* **To-do list**:
1. Reproduce the passage of the post on parallel ZSTD compression from "Please find the" to "returns an error.".
2. For each of the following statements, decide whether it agrees with the post on parallel ZSTD compression, answering yes or no and quoting the deciding words of the post. (a) The number of parallel workers is supplied in the --compress option as an integer after an at sign. (b) With ZSTD library version 1.5.x, parallel compression requires building with the macro ZSTD_MULTITHREAD. (c) When the linked library does not support parallel compression, setting ZSTD_c_nbWorkers to a value other than 0 completes without an error.
>> BEGIN Source excerpt
Hi,

I tried to implement support for parallel ZSTD compression. The
library provides an option (ZSTD_c_nbWorkers) to specify the
number of compression workers. The number of parallel
workers can be set as part of compression parameter and if this
option is specified then the library performs parallel compression
based on the specified number of workers.

User can specify the number of parallel worker as part of
--compress option by appending an integer value after at sign (@).
(-Z, --compress=[{client|server}-]{gzip|lz4|zstd}[:LEVEL][@WORKERS])

Please find the attached patch v1 with the above changes.

Note: ZSTD library version 1.5.x supports parallel compression
by default and if the library version is lower than 1.5.x then
parallel compression is enabled only the source is compiled with build
macro ZSTD_MULTITHREAD. If the linked library version doesn't
support parallel compression then setting the value of parameter
ZSTD_c_nbWorkers to a value other than 0 will be no-op and
returns an error.
>> END Source excerpt
>> BEGIN Excerpted records
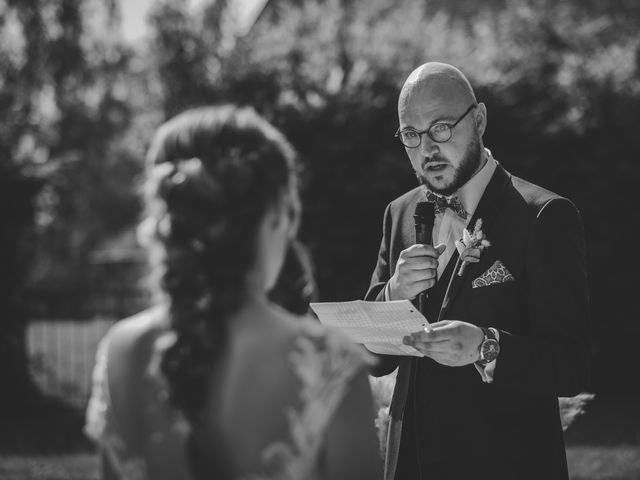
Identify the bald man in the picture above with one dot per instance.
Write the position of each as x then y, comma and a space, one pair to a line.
510, 330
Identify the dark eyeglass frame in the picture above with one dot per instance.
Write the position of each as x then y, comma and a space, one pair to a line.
450, 127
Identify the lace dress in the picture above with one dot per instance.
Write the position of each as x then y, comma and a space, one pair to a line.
323, 362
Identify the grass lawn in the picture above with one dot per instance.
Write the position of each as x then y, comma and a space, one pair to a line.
60, 467
602, 444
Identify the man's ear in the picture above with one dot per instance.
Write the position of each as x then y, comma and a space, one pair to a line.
480, 118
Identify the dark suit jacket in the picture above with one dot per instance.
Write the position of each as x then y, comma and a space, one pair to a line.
512, 425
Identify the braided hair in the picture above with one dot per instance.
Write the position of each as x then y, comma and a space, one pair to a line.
214, 173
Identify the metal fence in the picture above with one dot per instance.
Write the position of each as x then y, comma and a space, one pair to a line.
62, 355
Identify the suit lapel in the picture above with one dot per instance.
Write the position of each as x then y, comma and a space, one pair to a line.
487, 209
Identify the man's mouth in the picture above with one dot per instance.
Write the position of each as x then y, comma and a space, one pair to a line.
435, 167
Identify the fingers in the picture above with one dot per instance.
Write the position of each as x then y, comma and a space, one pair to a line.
421, 249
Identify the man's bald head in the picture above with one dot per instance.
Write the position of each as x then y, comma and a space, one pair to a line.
437, 95
436, 81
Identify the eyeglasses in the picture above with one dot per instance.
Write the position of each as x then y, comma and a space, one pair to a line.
438, 132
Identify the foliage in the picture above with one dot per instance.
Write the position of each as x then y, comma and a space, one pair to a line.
560, 80
59, 111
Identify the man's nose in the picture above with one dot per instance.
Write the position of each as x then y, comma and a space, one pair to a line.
427, 146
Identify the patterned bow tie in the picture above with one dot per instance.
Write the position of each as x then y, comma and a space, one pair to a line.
442, 203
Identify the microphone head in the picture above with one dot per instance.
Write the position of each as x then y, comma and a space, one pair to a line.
424, 211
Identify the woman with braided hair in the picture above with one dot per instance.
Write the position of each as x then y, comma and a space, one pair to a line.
217, 381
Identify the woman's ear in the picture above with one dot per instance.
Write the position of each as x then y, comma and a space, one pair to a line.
288, 210
480, 118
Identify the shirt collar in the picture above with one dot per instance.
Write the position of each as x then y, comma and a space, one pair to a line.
471, 192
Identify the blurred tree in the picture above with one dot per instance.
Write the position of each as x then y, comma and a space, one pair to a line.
561, 81
60, 107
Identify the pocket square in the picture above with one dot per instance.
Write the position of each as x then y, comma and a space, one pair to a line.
497, 273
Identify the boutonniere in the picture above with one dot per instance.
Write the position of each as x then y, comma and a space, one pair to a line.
471, 246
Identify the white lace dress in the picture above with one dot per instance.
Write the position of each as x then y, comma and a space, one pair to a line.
324, 364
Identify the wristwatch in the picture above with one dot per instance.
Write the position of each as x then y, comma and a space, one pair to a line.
490, 347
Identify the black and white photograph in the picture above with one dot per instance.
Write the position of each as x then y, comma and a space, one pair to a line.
319, 240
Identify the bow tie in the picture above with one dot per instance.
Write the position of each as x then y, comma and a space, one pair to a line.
441, 203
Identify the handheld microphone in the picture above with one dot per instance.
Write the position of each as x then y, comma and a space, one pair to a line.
423, 218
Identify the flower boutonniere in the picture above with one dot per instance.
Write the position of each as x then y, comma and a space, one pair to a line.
471, 246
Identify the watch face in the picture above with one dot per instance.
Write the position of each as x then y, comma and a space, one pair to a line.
490, 350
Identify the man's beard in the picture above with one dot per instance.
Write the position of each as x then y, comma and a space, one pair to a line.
467, 168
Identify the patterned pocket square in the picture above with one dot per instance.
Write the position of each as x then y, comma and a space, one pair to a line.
497, 273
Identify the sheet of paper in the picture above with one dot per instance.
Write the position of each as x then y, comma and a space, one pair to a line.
380, 326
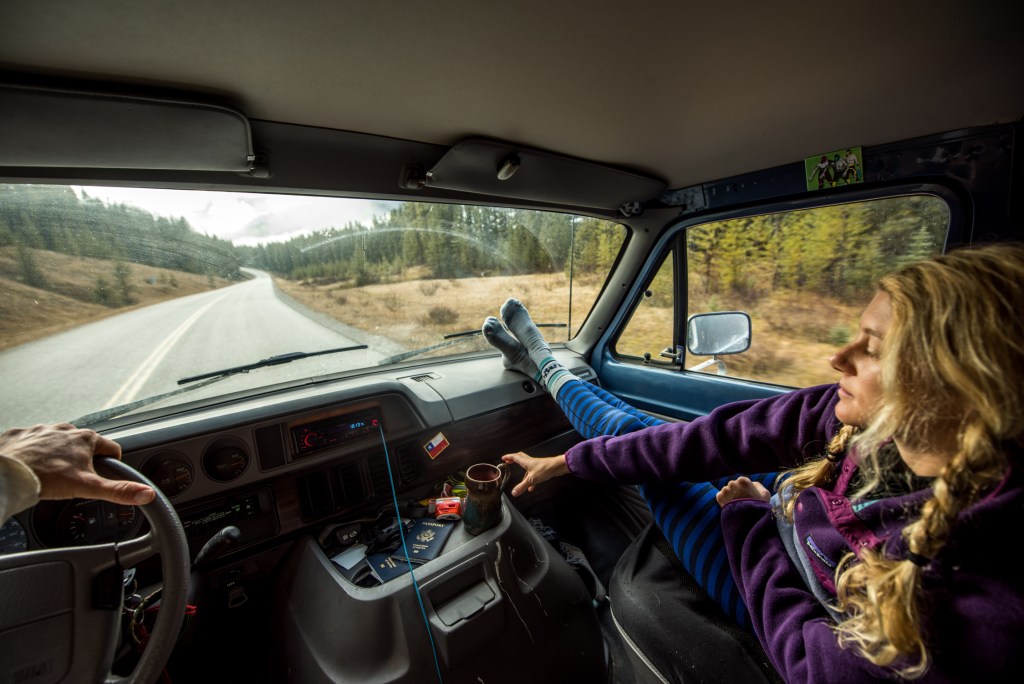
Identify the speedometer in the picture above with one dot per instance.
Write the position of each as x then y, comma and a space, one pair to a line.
>> END Excerpted records
* **Task results**:
1.
Please find the attached patch v1 with the above changes.

Note: ZSTD library version 1.5.x supports parallel compression
by default and if the library version is lower than 1.5.x then
parallel compression is enabled only the source is compiled with build
macro ZSTD_MULTITHREAD. If the linked library version doesn't
support parallel compression then setting the value of parameter
ZSTD_c_nbWorkers to a value other than 0 will be no-op and
returns an error.

2. (a) Yes: "by appending an integer value after at sign (@)". (b) No: "ZSTD library version 1.5.x supports parallel compression by default". (c) No: "will be no-op and returns an error".